(Labeled-object pointing entries)

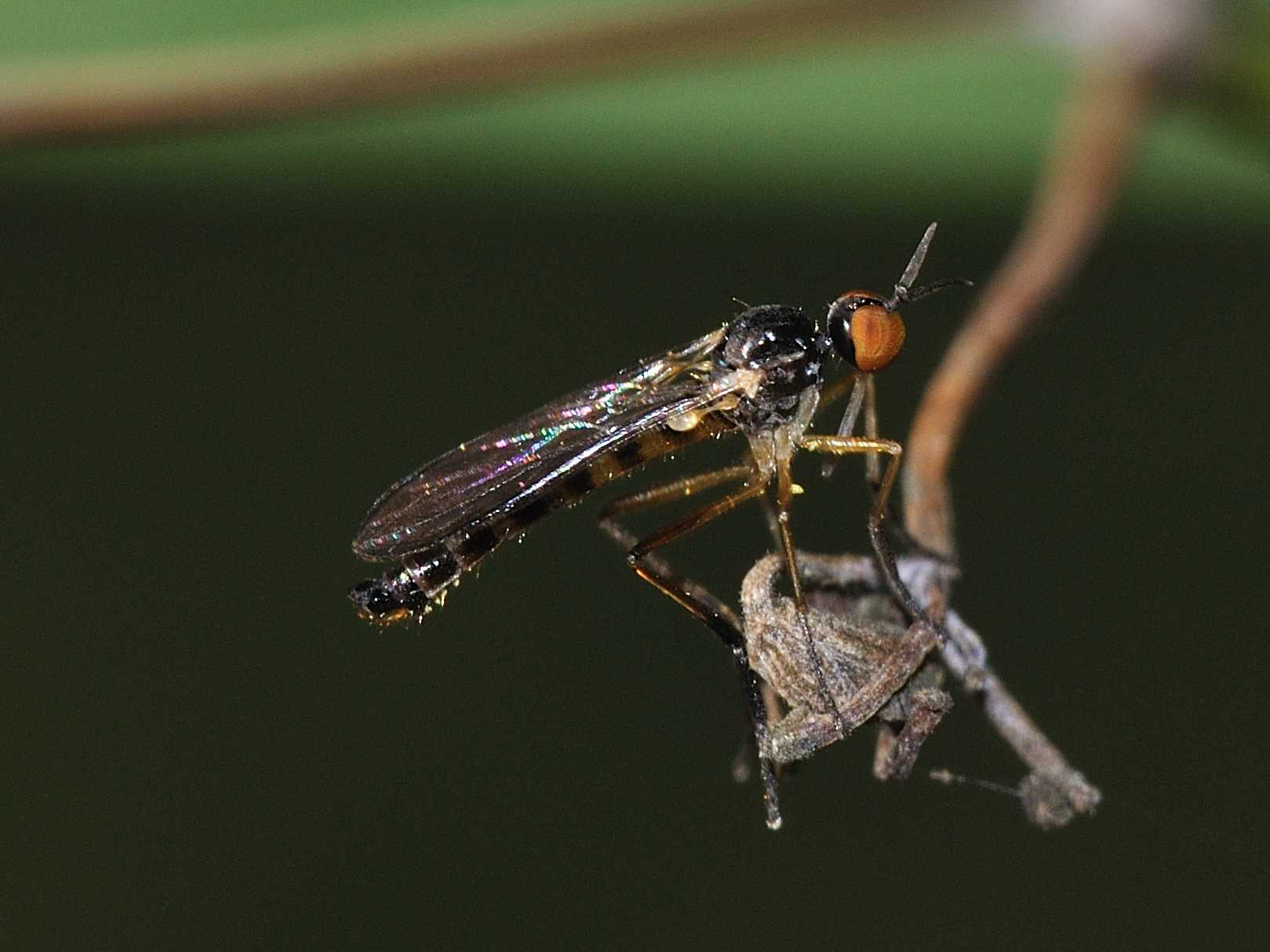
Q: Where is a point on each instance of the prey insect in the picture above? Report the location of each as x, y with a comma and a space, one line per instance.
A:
761, 375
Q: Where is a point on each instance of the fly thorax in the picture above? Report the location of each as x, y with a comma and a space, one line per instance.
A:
786, 349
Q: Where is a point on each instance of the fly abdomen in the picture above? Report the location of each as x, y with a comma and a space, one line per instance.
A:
426, 576
412, 590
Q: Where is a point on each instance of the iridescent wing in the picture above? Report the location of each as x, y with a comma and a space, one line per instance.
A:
526, 457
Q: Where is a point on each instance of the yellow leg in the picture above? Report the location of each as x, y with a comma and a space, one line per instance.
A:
847, 445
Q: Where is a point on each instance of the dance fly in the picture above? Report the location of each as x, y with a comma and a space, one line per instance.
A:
759, 375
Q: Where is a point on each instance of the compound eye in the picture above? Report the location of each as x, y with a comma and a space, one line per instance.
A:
878, 336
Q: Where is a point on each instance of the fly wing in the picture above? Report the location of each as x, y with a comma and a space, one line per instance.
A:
526, 456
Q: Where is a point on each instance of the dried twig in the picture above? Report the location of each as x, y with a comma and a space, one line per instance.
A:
1054, 791
1093, 146
417, 63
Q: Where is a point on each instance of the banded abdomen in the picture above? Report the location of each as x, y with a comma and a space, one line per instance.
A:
424, 576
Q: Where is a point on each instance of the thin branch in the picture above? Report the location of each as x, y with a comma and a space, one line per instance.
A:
1093, 146
416, 63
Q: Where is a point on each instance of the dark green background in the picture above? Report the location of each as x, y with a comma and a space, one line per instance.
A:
220, 348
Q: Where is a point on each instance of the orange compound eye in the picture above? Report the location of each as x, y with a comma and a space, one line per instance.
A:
878, 336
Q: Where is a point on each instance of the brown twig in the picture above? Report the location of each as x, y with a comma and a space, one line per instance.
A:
1093, 145
234, 85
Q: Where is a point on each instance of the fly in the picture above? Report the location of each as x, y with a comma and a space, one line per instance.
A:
761, 375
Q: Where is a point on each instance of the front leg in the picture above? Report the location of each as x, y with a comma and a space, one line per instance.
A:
705, 605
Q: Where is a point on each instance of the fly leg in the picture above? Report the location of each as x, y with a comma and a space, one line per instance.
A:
784, 498
697, 599
846, 445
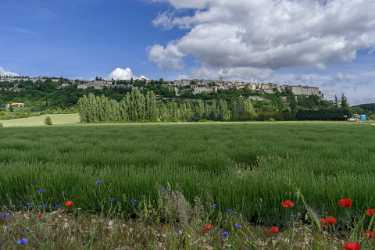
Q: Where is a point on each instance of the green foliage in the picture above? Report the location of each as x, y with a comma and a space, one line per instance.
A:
138, 107
237, 166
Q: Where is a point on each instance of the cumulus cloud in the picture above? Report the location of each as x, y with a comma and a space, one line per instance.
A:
269, 33
124, 74
256, 40
166, 57
4, 72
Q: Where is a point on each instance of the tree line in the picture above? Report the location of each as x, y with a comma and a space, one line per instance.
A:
144, 107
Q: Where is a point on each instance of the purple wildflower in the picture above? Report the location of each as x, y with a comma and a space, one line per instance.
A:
224, 235
22, 241
41, 190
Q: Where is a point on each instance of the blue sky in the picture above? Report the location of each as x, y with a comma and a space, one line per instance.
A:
329, 44
79, 38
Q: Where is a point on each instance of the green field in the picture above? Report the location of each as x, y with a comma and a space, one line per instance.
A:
248, 167
35, 121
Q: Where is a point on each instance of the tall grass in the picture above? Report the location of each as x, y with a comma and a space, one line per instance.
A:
247, 168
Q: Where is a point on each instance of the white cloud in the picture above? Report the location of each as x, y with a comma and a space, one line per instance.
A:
166, 57
269, 33
4, 72
124, 74
255, 39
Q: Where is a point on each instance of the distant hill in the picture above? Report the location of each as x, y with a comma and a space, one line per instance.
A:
367, 107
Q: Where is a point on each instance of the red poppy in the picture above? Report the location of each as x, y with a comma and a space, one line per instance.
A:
274, 230
370, 234
207, 228
287, 204
328, 221
352, 246
370, 212
69, 204
345, 203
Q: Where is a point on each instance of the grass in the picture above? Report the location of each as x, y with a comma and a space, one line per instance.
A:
247, 167
59, 119
173, 223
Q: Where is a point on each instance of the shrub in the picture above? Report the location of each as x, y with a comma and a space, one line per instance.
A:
48, 121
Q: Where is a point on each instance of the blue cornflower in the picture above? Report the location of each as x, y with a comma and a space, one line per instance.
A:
22, 241
41, 190
113, 199
57, 206
229, 210
133, 202
43, 206
214, 206
225, 234
29, 205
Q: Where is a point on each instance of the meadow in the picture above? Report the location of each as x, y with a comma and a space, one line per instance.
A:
245, 168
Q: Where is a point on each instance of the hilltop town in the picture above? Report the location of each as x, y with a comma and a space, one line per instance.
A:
195, 86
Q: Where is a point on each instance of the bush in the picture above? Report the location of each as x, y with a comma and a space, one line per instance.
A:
48, 121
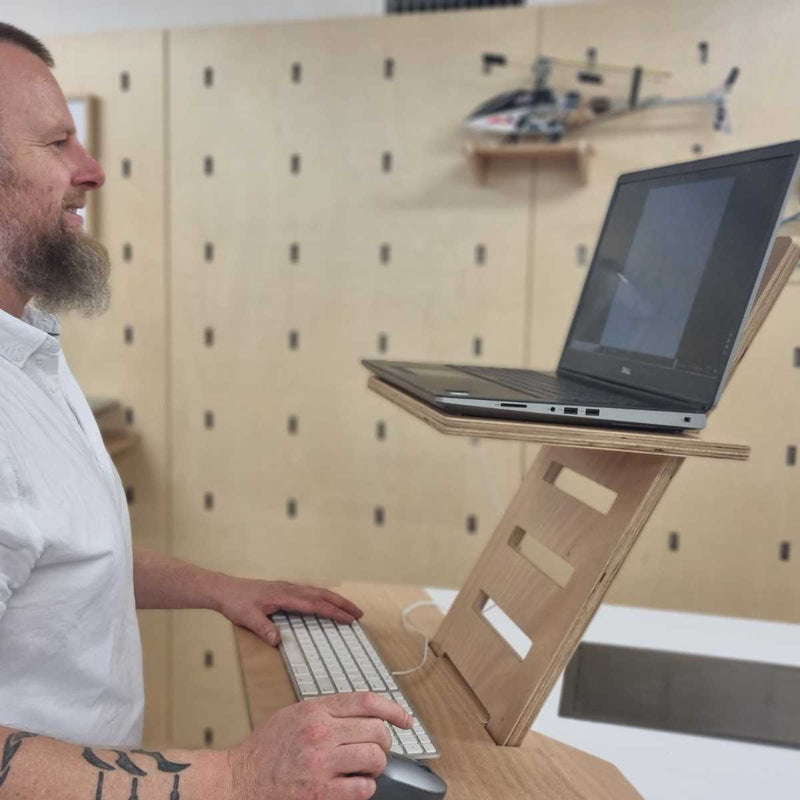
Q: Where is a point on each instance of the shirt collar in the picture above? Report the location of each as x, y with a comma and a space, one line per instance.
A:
20, 338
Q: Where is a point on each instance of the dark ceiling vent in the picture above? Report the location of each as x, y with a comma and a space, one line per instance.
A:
421, 6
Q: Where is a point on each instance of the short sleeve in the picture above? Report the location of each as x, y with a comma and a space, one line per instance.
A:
21, 544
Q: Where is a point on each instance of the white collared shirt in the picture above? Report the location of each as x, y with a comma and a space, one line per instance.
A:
70, 653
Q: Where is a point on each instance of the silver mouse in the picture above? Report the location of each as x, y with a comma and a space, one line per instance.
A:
405, 779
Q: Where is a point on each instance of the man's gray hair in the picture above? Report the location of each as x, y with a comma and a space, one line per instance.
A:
8, 33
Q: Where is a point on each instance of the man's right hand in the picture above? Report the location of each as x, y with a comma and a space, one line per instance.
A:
324, 749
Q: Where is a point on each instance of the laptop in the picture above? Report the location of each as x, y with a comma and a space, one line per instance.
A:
674, 275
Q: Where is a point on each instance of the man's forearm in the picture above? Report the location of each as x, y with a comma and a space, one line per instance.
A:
36, 766
161, 581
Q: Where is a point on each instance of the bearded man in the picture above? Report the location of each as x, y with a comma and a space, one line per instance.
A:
71, 695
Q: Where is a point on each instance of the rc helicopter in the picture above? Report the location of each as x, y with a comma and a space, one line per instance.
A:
542, 112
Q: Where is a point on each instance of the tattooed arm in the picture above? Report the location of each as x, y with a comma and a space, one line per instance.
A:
36, 766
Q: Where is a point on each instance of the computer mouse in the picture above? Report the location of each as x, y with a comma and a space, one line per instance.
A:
405, 779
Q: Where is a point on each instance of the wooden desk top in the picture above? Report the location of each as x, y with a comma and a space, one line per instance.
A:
473, 766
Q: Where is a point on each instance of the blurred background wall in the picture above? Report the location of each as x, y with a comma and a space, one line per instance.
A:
285, 198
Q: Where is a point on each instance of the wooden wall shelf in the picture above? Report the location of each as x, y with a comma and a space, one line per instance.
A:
577, 153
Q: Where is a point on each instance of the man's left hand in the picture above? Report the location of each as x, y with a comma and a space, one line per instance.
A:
249, 602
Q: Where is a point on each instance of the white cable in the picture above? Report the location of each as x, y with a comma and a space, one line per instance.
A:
411, 629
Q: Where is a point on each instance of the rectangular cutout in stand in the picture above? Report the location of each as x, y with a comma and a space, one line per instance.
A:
721, 697
505, 627
542, 557
584, 489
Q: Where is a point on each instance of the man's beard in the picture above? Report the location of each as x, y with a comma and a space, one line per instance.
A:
60, 269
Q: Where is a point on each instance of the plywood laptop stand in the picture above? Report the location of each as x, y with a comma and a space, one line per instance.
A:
553, 556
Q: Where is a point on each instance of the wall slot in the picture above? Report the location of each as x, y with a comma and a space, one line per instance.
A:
584, 489
505, 627
539, 555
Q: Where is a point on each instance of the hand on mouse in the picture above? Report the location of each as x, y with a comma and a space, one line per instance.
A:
331, 748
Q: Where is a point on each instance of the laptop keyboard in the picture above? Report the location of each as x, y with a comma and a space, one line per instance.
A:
552, 388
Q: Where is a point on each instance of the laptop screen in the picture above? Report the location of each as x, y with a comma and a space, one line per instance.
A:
675, 271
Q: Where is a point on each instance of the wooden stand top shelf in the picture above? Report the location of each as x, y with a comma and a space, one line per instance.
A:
479, 154
586, 436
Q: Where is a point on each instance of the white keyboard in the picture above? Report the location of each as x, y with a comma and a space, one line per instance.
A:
325, 657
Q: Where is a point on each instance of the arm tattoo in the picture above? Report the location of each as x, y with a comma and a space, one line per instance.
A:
13, 743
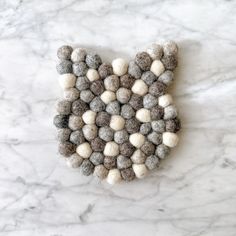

__What to produce__:
Extract every line of the material above that contains the string "mouse".

__Full solution__:
Q: Where is a point on each instance of the silver mouse in the picture above? Report the location of each as x, y with a comma and a space, one line per instance.
Q: Where is a point on each instance of the computer mouse in the picture above? Report the location of each as x, y with a comma and a space, one line per instance.
Q: Where is a point on each instance of the hand on mouse in the picture above? Report the location of each as x, y with a comma and a space, one line per instance.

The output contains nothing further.